## Assignment:
Go through the records below line by line and report how many lines include "tree", giving the number only.

## Data excerpts:
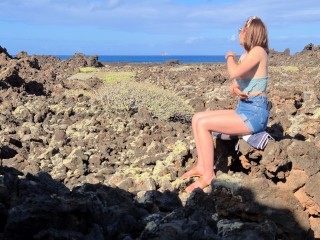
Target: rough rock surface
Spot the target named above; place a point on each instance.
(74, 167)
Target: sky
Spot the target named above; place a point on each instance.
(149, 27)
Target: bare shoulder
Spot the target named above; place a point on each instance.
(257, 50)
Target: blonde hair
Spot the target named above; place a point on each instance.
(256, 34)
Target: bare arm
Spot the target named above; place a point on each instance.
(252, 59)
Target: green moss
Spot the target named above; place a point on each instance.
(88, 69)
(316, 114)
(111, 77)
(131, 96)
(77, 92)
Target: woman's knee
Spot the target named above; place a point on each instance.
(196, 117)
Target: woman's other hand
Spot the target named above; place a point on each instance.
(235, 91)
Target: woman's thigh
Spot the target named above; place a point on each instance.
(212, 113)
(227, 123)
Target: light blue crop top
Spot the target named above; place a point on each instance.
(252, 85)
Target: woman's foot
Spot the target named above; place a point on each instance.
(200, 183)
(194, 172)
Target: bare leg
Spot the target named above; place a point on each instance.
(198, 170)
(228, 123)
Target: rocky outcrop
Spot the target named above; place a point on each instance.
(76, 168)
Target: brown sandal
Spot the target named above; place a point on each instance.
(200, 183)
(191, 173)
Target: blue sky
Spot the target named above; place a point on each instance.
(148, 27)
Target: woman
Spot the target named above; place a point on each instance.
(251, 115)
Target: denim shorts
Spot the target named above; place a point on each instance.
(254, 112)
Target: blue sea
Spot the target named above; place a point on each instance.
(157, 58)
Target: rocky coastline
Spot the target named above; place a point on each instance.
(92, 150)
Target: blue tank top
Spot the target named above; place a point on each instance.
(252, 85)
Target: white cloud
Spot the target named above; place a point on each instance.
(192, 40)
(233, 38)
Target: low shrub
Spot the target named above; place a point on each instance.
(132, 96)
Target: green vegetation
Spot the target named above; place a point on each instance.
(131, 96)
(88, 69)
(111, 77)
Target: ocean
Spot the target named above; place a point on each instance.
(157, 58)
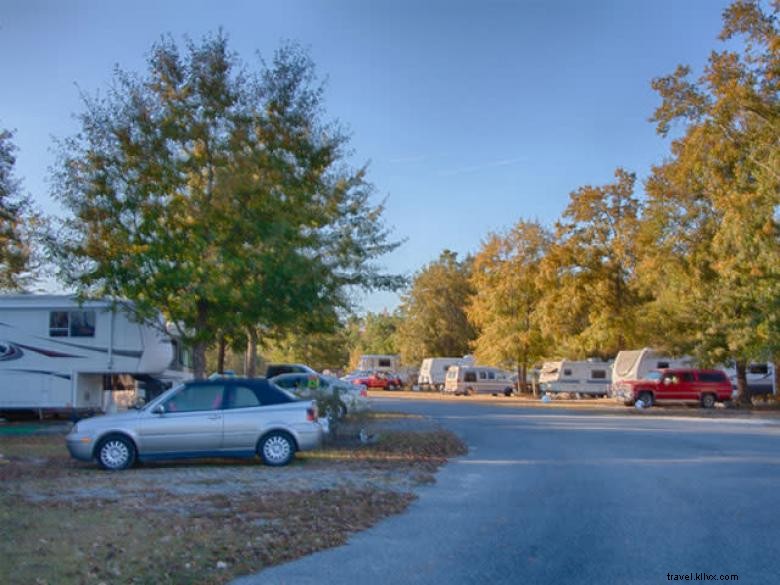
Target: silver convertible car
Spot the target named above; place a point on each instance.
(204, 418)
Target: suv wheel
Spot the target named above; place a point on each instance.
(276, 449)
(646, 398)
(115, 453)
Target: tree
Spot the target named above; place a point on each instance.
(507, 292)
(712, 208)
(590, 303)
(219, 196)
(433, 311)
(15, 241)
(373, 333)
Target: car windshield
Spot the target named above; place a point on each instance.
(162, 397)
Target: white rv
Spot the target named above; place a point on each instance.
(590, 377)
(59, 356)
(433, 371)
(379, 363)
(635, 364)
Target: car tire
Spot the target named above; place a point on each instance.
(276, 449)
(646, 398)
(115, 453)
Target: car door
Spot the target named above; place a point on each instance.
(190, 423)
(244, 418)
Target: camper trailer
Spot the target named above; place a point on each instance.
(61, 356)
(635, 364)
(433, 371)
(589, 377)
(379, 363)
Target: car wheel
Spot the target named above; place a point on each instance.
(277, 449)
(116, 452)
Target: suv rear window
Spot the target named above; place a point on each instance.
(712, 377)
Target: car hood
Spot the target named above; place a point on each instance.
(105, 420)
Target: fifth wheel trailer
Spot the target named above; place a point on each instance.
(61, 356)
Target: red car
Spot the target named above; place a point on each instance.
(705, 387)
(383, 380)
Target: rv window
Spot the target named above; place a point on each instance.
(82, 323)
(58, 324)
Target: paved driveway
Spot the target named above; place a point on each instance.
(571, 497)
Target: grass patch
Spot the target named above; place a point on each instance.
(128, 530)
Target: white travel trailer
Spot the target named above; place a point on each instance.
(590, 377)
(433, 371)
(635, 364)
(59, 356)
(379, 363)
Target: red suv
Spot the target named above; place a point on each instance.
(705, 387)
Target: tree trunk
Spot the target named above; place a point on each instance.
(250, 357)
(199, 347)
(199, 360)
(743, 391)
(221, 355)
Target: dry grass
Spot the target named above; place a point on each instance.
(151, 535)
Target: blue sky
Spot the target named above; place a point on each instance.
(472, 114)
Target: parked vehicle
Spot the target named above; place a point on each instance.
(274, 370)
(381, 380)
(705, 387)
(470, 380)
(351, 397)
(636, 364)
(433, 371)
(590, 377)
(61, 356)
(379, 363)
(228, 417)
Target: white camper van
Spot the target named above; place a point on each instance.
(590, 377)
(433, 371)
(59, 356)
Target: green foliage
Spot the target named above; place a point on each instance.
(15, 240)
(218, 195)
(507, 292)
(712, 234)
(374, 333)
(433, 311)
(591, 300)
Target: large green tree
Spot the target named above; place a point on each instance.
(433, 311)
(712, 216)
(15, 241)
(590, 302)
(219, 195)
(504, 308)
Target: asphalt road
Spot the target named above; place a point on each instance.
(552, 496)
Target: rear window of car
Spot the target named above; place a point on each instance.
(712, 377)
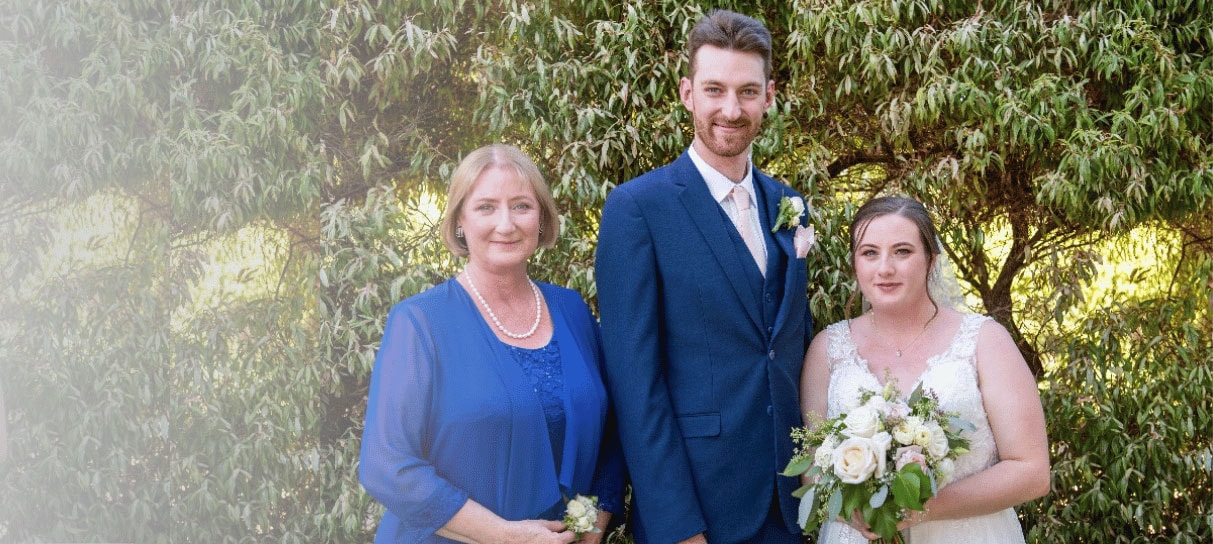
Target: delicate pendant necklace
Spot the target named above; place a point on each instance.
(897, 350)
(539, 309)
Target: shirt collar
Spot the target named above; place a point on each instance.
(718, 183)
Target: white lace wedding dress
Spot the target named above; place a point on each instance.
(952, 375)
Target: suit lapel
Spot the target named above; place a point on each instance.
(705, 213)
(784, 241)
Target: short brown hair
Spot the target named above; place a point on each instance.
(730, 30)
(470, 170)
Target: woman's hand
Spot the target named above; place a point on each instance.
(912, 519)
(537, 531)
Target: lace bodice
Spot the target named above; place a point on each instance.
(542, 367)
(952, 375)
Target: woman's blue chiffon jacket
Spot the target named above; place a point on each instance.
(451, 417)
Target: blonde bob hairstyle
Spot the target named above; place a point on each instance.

## Exercise result:
3